Take the line containing "Where can you see the dark doorway" and all lines after it to the end of the records, and output them exactly.

--*--

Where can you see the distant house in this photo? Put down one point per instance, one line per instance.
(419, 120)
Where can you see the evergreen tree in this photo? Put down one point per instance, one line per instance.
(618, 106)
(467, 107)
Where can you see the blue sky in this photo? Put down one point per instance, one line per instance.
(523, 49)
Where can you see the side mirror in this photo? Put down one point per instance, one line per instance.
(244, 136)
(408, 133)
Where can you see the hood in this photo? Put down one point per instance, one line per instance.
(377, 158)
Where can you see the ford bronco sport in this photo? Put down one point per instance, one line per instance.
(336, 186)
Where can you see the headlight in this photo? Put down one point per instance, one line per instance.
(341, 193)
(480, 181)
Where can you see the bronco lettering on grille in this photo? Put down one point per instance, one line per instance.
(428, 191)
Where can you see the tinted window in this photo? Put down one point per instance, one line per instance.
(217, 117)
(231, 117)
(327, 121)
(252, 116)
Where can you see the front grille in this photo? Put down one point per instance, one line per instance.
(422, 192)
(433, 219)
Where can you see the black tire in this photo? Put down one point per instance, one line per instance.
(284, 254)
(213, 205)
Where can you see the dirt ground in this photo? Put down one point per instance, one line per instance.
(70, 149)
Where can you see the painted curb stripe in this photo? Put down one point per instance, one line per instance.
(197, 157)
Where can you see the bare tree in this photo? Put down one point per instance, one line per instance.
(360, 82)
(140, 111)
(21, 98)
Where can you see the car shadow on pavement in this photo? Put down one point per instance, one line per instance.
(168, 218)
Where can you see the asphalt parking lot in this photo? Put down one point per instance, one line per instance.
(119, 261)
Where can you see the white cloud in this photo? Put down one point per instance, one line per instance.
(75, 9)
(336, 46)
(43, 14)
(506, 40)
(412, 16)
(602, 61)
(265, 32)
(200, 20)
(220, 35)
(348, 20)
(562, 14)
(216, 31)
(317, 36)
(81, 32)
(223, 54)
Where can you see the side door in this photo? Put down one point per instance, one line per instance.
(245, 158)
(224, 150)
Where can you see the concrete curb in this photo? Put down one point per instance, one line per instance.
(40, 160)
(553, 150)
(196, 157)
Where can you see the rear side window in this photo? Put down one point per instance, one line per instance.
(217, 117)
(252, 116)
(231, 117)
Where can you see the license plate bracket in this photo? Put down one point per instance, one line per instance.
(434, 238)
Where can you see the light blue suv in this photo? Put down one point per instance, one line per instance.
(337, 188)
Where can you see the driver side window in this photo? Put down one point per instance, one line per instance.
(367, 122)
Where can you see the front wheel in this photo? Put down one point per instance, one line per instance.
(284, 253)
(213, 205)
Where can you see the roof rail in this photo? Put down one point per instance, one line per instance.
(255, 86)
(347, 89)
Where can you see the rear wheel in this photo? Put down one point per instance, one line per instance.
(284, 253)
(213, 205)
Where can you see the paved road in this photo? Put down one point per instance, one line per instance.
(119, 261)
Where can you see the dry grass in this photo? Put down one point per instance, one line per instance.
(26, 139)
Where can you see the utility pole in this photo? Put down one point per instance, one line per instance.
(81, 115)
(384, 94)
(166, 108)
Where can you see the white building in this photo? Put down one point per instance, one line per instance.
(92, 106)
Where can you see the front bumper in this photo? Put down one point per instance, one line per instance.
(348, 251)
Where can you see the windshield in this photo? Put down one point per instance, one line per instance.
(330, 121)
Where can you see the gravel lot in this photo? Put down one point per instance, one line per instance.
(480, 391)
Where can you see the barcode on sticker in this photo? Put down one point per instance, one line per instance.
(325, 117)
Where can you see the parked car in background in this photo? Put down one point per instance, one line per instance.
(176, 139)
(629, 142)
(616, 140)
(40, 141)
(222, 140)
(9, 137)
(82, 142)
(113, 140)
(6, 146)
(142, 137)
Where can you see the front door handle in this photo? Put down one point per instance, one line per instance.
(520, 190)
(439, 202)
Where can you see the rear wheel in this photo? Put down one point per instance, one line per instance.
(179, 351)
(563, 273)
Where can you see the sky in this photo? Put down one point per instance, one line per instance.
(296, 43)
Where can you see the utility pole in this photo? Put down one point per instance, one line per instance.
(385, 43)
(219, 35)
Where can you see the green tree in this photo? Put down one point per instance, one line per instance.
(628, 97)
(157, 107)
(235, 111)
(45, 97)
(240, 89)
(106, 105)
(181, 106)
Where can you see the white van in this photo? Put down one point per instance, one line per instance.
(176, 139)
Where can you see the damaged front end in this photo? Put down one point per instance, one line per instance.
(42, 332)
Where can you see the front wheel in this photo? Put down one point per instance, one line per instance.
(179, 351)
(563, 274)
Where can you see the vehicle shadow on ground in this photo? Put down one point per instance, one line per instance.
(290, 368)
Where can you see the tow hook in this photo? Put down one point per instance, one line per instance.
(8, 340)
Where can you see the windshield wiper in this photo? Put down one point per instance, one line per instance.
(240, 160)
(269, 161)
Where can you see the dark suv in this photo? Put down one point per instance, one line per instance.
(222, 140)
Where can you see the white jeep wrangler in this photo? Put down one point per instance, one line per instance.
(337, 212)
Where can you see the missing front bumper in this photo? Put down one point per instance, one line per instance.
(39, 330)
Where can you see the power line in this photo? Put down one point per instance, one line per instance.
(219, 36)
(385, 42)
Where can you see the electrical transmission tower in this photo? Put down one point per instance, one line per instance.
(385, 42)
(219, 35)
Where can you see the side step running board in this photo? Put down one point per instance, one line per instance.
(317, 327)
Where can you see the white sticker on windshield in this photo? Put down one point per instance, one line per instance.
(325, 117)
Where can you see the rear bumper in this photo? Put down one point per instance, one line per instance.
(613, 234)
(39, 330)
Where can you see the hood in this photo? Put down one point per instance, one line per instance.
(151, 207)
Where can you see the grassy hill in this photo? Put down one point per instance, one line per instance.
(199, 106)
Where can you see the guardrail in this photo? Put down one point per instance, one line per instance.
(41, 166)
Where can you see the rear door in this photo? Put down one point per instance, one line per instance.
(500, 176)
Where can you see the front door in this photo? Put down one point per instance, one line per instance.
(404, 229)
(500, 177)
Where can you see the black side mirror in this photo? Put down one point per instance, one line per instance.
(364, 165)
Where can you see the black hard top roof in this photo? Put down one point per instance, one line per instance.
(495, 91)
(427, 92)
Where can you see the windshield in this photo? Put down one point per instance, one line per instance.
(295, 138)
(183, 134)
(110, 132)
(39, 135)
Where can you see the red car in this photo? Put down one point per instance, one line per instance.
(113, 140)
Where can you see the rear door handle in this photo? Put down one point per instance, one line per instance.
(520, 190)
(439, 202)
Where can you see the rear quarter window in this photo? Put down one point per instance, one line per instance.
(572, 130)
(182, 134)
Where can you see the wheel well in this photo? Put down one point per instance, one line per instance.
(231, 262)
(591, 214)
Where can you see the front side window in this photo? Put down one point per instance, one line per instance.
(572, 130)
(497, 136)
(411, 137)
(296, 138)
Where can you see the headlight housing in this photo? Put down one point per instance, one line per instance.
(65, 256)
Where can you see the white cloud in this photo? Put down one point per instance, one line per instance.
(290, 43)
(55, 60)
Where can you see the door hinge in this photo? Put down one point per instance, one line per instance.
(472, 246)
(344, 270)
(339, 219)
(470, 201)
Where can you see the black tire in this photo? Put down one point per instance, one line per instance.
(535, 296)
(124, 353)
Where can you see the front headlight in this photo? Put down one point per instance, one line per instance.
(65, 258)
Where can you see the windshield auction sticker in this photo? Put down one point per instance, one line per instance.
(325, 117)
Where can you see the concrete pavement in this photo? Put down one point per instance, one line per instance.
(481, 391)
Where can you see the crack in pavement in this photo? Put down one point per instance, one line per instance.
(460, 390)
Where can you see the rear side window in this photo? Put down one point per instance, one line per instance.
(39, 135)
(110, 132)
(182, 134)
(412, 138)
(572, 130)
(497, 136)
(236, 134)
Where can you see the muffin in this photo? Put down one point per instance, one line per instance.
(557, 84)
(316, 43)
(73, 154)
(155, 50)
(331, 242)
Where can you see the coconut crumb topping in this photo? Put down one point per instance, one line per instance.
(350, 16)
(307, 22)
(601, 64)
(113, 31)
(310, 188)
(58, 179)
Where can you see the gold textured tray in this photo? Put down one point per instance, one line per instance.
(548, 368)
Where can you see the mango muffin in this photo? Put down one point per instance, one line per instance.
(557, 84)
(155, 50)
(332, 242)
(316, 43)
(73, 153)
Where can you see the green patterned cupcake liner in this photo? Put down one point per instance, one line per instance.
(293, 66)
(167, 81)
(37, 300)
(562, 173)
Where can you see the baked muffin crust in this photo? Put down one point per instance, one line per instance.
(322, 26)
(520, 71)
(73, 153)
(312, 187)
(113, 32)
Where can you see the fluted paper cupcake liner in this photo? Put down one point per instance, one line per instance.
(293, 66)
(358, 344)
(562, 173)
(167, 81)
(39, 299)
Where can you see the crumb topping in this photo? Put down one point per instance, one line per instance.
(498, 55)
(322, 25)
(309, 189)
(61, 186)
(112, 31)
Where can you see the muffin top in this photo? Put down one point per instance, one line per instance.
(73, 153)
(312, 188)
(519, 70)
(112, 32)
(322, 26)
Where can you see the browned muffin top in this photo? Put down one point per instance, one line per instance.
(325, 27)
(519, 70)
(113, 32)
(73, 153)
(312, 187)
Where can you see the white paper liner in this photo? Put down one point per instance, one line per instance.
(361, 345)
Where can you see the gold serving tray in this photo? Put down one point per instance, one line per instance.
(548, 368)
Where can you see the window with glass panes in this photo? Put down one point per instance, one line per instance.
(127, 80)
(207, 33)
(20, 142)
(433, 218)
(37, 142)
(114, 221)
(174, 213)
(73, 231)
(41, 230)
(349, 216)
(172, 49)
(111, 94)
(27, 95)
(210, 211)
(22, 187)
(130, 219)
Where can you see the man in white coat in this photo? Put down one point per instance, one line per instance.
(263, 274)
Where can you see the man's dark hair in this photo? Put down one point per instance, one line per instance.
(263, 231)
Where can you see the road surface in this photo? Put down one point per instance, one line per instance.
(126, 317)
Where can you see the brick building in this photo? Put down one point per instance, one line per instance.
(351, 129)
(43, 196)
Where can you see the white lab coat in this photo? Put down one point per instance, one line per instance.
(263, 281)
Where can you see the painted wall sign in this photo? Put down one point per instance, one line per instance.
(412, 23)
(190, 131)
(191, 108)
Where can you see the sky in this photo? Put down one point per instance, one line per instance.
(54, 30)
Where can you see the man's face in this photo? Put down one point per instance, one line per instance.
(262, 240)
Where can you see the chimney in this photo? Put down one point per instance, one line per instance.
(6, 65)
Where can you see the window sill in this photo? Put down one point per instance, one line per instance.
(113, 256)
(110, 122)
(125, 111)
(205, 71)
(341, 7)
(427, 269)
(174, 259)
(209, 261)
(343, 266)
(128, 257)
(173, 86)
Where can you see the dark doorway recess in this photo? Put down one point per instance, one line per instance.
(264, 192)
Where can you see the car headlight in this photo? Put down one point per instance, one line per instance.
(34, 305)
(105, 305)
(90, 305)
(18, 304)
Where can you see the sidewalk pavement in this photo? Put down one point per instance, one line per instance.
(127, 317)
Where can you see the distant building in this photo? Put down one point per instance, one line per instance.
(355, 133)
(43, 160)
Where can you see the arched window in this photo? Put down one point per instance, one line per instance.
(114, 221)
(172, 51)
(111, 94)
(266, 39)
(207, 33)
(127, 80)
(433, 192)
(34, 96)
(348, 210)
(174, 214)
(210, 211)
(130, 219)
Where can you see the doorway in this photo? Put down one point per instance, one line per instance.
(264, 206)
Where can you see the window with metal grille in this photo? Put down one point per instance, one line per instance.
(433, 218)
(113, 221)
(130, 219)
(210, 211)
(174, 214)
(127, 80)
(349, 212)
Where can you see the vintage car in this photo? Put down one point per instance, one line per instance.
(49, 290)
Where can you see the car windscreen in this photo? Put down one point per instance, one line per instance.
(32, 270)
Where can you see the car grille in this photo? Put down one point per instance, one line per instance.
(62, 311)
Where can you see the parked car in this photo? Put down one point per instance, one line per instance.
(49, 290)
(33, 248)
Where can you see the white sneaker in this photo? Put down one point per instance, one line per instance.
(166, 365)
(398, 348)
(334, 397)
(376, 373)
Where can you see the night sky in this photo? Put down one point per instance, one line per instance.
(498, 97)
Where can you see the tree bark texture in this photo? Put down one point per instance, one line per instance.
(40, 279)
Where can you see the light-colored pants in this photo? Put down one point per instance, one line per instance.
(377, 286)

--*--

Reply
Where can you see the dark doorway recess in this photo? Put down one point per instance, one line per instance.
(264, 192)
Where can you see the car headlight in this photo? Put down one point per instance, one line per instance.
(34, 305)
(105, 305)
(90, 305)
(18, 304)
Where can you see the sidewalk pavement in this photo? Put down one point per instance, one line per instance.
(127, 317)
Where can you see the distant building in this photo? Put down one point per instance, one line per instance.
(355, 133)
(43, 160)
Where can you see the arched window in this photo? Put down one point per instance, one line per instance.
(114, 221)
(172, 51)
(111, 94)
(266, 39)
(207, 33)
(127, 80)
(433, 192)
(34, 96)
(348, 210)
(174, 214)
(210, 211)
(130, 219)
Where can you see the doorway in this photo? Put down one point per instance, one line per instance.
(264, 206)
Where can you see the window with metal grille in this photo? Put down one point per instance, one line per instance.
(433, 218)
(113, 221)
(130, 219)
(210, 211)
(174, 214)
(127, 80)
(349, 212)
Where can you see the vintage car in this photo? Put down one point per instance, one line per instance.
(49, 290)
Where can you see the car windscreen in this photo? Put down one point per instance, one line per instance.
(32, 270)
Where can you see the car grille in this photo? Put down one point per instance, one line per instance.
(62, 311)
Where can you see the parked car in this photo? Put down one point per instance, one line per instance.
(49, 290)
(33, 248)
Where can you see the white sneaker in this photo? Put down one point per instance, one line per instance.
(166, 365)
(398, 348)
(334, 397)
(376, 373)
Where can you see the night sky in this photo? Put down one point per instance, one line per instance.
(498, 97)
Where can you see the tree bark texture in this photo? Put down one point per instance, one line per instance.
(40, 279)
Where can you see the light-colored pants in this photo? Put down one point per instance, one line per instance.
(377, 286)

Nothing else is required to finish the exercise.